Given exercise: Turn every line of the data below into a numbered list, leaving out any blank lines.

Supplied material:
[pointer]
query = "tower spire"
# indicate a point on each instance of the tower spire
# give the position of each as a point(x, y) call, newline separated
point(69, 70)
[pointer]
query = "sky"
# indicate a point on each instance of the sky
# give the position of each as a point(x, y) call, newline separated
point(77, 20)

Answer below:
1. [pointer]
2. query = "tower spire"
3. # indicate a point on each instance of the tower spire
4. # give the position of each as a point(x, y) call, newline separated
5. point(69, 70)
6. [pointer]
7. query = "sky"
8. # indicate a point on each instance of the sky
9. # give the position of each as a point(x, y) call, newline separated
10. point(77, 20)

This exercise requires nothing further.